Source extract:
---

The result is the Silver Spoon Hollywood Buffet -- a spa, 
party and dizzying display of celebrity consumption all rolled 
onto one "Dynasty"-style mansion's lawn.  Lemer co-founded 
the company in 2001 and now throws five over-the-top events 
a year before the Golden Globes, the Academy Awards, the 
MTV Movie Awards and the Emmys, as well as a stand-alone 
dog/baby-pampering fete.  Although small, single-sponsor 
suites have been around for years, Lemer pioneered the 
large-scale, multisponsored, buffet-style shindig.

"I completely invented it," says Lemer, who cut her teeth 
working suites at Frederic Fekkai and Raffles' L'Ermitage 
hotel in Beverly Hills.  "People have been doing suites for 
so long.  But I just didn't like it when you walked into such 
a small area.  And if I was with (friend) Tori Spelling, 
I felt like a (jerk) because I wasn't a celebrity, 
and everybody could see you."

---

Extracted records:
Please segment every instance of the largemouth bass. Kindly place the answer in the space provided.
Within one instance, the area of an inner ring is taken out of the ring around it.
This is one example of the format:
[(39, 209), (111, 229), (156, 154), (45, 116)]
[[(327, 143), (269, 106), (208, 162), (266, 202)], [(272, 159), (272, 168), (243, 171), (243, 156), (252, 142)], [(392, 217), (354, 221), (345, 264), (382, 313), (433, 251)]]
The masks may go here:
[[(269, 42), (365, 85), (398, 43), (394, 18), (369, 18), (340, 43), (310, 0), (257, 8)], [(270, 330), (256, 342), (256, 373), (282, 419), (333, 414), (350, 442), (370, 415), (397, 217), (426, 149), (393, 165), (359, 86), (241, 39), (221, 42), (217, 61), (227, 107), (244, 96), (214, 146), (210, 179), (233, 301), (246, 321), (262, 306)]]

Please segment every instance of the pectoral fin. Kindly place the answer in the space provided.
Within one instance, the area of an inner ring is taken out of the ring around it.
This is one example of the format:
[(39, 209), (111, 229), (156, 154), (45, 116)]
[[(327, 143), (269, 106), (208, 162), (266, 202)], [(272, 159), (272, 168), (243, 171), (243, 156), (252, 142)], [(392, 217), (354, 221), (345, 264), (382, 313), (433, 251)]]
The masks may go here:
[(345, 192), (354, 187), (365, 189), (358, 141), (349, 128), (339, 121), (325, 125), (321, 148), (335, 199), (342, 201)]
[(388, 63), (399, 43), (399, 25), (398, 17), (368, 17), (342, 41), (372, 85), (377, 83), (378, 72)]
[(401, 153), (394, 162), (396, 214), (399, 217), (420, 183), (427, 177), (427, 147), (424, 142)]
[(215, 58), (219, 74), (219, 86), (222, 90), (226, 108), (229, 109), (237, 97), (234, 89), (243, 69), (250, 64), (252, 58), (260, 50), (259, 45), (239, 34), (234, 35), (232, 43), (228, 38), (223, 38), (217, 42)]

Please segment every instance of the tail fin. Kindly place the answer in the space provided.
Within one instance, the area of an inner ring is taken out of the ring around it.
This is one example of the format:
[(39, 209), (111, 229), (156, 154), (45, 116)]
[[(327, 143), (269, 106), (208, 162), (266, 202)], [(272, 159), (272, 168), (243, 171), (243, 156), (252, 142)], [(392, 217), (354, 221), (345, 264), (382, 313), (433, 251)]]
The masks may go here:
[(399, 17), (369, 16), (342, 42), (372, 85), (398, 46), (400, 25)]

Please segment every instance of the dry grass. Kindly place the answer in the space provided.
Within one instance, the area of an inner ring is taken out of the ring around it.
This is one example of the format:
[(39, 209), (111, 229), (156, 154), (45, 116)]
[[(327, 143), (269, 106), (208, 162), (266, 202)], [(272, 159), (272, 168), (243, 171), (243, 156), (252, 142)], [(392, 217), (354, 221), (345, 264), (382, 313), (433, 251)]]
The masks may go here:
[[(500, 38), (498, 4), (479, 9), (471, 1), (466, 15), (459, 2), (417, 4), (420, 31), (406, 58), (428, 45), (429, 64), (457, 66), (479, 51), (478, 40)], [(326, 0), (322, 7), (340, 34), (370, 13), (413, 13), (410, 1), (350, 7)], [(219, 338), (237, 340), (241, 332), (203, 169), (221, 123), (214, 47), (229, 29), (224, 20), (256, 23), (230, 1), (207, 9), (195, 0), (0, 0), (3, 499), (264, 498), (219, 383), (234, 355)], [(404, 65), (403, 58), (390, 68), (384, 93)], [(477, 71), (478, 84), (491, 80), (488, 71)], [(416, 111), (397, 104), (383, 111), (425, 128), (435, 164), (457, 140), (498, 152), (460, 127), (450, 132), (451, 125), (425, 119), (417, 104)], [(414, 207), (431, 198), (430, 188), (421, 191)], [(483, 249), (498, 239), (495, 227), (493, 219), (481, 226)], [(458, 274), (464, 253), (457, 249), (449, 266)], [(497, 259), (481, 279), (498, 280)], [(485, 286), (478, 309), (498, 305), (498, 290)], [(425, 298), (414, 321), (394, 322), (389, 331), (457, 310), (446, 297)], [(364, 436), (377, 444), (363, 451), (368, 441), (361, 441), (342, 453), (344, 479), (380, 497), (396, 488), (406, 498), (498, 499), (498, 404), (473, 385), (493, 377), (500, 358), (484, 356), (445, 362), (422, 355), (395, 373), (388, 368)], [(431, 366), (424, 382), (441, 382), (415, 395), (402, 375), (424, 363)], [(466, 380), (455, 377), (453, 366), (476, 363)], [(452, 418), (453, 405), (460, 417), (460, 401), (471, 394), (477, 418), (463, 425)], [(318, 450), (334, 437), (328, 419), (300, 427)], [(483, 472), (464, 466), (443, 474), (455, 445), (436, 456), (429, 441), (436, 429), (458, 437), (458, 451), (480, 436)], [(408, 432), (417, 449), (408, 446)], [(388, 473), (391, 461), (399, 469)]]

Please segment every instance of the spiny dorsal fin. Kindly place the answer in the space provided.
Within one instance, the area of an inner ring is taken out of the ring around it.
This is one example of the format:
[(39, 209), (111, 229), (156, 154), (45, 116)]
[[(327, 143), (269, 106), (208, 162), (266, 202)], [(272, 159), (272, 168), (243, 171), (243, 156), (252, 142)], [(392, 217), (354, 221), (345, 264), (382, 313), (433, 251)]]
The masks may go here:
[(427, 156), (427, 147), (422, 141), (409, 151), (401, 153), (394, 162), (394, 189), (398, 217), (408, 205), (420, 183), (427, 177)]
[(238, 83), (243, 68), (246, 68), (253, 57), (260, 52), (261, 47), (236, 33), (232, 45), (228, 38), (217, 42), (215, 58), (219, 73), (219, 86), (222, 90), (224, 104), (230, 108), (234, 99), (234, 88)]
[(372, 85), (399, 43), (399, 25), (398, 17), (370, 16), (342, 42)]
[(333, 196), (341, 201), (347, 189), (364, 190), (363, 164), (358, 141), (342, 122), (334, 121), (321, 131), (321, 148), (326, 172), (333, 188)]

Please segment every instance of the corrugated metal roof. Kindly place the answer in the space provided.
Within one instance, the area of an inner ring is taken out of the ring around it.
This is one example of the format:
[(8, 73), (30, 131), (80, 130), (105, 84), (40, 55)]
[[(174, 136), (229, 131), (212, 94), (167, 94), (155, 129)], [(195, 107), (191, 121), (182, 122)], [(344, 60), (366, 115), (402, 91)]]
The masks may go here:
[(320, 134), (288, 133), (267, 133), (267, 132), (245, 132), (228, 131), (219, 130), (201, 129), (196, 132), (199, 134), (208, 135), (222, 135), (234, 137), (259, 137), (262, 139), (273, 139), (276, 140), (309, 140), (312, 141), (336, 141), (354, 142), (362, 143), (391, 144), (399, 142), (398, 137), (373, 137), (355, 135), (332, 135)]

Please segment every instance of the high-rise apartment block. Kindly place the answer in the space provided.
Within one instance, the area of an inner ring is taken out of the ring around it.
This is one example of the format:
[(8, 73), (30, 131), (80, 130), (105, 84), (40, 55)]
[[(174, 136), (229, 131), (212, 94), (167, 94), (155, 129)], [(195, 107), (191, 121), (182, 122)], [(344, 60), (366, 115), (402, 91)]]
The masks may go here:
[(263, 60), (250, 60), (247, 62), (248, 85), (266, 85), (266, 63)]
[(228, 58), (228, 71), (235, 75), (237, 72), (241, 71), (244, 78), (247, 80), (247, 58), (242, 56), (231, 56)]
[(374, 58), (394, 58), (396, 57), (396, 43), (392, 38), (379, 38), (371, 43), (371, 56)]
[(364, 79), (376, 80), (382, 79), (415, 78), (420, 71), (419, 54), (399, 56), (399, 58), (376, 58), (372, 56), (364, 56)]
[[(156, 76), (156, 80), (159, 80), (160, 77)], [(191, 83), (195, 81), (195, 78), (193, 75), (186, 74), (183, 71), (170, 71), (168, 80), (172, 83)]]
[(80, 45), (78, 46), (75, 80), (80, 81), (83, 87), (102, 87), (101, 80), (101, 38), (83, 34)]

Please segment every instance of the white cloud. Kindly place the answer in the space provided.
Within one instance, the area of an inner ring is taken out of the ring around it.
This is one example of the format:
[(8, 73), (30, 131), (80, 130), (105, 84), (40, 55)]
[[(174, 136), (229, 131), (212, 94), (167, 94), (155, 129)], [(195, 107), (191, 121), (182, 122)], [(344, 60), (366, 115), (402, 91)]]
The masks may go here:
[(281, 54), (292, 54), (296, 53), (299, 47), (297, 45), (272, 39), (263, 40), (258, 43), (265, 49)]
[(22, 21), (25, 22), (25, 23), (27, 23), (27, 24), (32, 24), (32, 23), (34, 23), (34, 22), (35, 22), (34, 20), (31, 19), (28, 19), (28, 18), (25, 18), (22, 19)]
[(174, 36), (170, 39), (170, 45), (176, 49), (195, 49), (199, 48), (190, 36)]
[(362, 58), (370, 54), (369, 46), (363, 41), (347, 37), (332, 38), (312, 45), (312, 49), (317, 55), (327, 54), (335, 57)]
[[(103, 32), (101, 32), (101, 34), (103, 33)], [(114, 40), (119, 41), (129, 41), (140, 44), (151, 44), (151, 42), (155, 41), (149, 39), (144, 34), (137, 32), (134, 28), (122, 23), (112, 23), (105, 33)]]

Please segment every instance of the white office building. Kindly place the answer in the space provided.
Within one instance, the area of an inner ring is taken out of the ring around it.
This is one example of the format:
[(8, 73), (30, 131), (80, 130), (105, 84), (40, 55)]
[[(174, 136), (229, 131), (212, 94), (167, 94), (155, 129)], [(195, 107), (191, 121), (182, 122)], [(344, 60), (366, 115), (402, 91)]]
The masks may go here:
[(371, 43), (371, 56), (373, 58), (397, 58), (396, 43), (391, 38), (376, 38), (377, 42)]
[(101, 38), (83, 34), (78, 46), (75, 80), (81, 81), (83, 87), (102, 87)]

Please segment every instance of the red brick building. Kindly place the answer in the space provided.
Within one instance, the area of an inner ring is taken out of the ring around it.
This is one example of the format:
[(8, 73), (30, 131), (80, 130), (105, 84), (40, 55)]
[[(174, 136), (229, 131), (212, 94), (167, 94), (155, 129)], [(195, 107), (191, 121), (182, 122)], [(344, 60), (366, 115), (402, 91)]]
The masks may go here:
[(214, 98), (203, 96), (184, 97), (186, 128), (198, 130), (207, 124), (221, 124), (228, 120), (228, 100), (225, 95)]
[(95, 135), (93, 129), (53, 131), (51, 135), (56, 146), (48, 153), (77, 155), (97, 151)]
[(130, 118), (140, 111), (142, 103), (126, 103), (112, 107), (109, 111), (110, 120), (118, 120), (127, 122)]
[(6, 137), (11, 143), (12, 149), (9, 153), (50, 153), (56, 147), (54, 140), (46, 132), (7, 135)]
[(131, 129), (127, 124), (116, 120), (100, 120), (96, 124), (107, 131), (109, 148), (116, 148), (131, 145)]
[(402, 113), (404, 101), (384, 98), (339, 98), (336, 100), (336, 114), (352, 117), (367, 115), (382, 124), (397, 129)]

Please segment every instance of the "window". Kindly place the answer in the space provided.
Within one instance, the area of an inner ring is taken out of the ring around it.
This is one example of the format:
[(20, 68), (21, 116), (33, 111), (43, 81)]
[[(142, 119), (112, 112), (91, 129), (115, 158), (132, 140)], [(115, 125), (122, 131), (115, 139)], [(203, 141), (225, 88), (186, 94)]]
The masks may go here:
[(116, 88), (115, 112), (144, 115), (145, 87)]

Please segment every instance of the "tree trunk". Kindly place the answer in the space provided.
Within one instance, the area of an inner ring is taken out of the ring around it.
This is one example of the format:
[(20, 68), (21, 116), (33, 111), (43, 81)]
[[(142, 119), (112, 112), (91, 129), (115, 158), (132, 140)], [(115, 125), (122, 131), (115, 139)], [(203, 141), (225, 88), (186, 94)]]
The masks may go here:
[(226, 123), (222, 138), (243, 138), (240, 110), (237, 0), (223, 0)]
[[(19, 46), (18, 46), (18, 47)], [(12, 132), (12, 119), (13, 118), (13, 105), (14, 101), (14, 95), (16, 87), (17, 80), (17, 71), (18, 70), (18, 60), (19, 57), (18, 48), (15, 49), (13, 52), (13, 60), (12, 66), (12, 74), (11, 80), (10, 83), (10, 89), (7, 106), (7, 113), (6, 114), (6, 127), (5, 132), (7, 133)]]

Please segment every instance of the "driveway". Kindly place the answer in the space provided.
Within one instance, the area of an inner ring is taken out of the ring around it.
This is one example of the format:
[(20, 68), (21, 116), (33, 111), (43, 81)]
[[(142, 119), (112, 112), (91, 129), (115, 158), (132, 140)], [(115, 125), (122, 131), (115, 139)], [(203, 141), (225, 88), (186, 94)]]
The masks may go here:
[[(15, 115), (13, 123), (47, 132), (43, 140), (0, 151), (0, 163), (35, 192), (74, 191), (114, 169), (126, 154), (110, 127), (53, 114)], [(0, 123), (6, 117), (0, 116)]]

---

What you should do:
Please answer these from the Silver Spoon Hollywood Buffet text:
(a) In what year did Lemer co-found the company?
(b) How many events does the company throw each year?
(c) At which two places did Lemer work suites before this?

Response to the task:
(a) 2001
(b) Five
(c) Frederic Fekkai and Raffles' L'Ermitage hotel in Beverly Hills